Description of the task:
Update every entry below by replacing "drop a marker" with "place a point", leaving everything else unchanged.

####################

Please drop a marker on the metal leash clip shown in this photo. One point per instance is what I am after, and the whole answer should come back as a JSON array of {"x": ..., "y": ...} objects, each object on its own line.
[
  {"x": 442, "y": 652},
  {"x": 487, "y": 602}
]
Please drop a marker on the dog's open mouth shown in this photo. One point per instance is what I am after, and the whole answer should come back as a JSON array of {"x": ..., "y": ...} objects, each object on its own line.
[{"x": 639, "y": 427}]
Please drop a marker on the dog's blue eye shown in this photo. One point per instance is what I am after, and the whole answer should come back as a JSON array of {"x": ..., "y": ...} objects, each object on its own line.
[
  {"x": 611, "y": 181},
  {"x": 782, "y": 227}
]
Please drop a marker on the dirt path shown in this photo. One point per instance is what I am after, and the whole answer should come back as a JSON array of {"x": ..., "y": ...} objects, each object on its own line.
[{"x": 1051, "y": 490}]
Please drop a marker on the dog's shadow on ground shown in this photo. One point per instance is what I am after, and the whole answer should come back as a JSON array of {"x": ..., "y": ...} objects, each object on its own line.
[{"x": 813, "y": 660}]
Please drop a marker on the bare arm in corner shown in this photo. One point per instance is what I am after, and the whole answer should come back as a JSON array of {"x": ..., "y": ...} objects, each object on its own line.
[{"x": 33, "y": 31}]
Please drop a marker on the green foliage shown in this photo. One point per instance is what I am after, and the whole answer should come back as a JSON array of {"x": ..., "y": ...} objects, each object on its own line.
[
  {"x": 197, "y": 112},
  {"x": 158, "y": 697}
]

####################

Answer in full:
Please place a point on the metal leash clip shown in this photo. One point per instance is what I am after, and the whole answer should come back as a JSON array of {"x": ..., "y": ...} objects, each object on its own line.
[
  {"x": 442, "y": 652},
  {"x": 487, "y": 602}
]
Please place a point on the dog's open mouth shown in this photo. One point per instance is what I am after, and the whole answer should come back as a JSON array of {"x": ..., "y": ...} objects, each object on its own line.
[{"x": 639, "y": 427}]
Please place a point on the dog's blue eye shown in this photo. One point per instance is what I am after, and the whole answer should come back as a JSON array of {"x": ..., "y": ...} objects, each object on its own line.
[
  {"x": 611, "y": 181},
  {"x": 782, "y": 227}
]
Please place a point on the dirt path shown in this photo. One point per instance is what I am after, and the whole answer should come back as a JSON array of {"x": ..., "y": ...} objects, each object on its own line.
[{"x": 1051, "y": 490}]
Please place a point on the dog's shadow on ground shown in this photo. One point per instance is what I am after, and the whole answer should come back as a JSON array of {"x": ..., "y": ...} objects, each object on its own line.
[{"x": 813, "y": 660}]
Please place a point on the bare arm in corner shown in this photo. One point per instance is what I am after, and the whole answer should come back as a JSON array of {"x": ..., "y": ...} objects, each object on its own line.
[{"x": 33, "y": 31}]
Please place a point on the green foliage shown in this photo. One point per instance is what I am after, and the whole answer should come back as a JSON array of {"x": ..., "y": ...} objects, each object on its own line.
[
  {"x": 197, "y": 112},
  {"x": 158, "y": 697}
]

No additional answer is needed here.